WHAT THE EXERCISE ASKS:
Continue the text on the Newcastle disease virus hemagglutinin-neuraminidase binding site from its final line.

GIVEN PASSAGE:
————
Probing the sialic acid binding site of the hemagglutinin-neuraminidase of Newcastle disease virus: identification of key amino acids involved in cell binding, catalysis, and fusion

Abstract

We recently reported the first crystal structure of a paramyxovirus hemagglutinin-neuraminidase (HN) from Newcastle disease virus. This multifunctional protein is responsible for binding to cellular sialyl-glycoconjugate receptors, promotion of fusion through interaction with the second viral surface fusion (F) glycoprotein, and processing progeny virions by removal of sialic acid from newly synthesized viral coat proteins. Our structural studies suggest that HN possesses a single sialic acid recognition site that can be switched between being a binding site and a catalytic site. Here we examine the effect of mutation of several conserved amino acids around the binding site on the hemagglutination, neuraminidase, and fusion functions of HN. Most mutations around the binding site result in loss of neuraminidase activity, whereas the effect on receptor binding is more variable. Residues E401, R416, and Y526 appear to be key for receptor binding. The increase in fusion promotion seen in some mutants that lack receptor binding activity presents a conundrum. We propose that in these cases HN may be switched into a fusion-promoting state through a series of conformational changes that propagate from the sialic acid binding site through to the HN dimer interface. These results further support the single-site model and suggest certain residues to be important for the triggering of fusion.

FIG. 1.

The sialic acid binding site of NDV HN. Hydrogen bonding interactions are shown as dotted lines; water molecules are labeled W. (a) complex with Neu5Ac2en obtained at pH 6.3. (b) complex with sialic acid (in its β-anomeric form) obtained at pH 4.6.

FIG. 2.
————
DATA FOR REVIEW:

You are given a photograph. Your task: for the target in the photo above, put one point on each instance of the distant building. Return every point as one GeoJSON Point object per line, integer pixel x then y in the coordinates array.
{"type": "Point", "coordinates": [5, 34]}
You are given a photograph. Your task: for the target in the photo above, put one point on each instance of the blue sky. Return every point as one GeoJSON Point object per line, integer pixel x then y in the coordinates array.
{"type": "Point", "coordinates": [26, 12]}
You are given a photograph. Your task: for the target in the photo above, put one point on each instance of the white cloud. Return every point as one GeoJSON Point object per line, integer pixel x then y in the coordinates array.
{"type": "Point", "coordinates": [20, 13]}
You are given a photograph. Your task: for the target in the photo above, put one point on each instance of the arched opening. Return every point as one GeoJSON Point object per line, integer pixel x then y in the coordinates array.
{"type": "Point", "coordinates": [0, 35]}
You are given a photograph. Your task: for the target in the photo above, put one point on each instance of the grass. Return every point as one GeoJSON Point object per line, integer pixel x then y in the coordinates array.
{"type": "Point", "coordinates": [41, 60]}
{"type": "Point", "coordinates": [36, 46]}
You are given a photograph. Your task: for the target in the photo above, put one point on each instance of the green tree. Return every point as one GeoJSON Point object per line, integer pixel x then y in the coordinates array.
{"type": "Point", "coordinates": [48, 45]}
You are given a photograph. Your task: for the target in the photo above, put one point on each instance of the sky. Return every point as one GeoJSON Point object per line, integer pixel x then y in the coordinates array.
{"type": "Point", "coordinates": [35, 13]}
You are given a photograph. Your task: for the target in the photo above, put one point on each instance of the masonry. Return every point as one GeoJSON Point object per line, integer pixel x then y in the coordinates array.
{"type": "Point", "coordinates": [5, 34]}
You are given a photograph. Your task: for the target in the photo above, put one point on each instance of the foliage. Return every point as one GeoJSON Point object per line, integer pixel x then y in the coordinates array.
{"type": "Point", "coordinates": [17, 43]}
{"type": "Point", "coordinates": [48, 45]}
————
RESULT:
Biological activities of active site mutants of NDV HN. Bar chart represents normalized percentage values of neuraminidase activity and HAd (HA) activity relative to percentage amount of HN expressed at the cell surface. Values shown are the mean result of three independent experiments.

FIG. 3.

Membrane fusion induced by coexpressed HN and F. HeLa T4 cells were transfected with NDV F cDNA and wild-type (WT) or mutant NDV HN cDNA and were incubated for 48 h at 37°C. Cells were stained with crystal violet.

FIG. 4.

Sialyllactose modelling. (a) Four sialyllactose ligands taken from protein-ligand complexes have been superimposed on their sialic acid moieties, shown in atom coloring: yellow carbons, blue nitrogens, and red oxygens. The galactose and glucose residues are colored grey for the sugars from their complex with the influenza virus hemagglutinin, cyan for leukoagglutinin, magenta for sialoadhesin, and green for murine polyomavirus. (b) Sialyllactose modelled into the binding site of NDV HN. The side chains of the unliganded crystallographic structure are shown in grey, and the modelled structure is shown in green.

FIG. 5.

Surface electrostatic potential around the binding site. Blue indicates positive potential; red indicates negative potential, calculated in both cases for the complete HN dimer but omitting the ligand, using GRASP. (a) Complex with Neu5Ac2en. (b) Complex with sialic acid (in its β-anomeric form).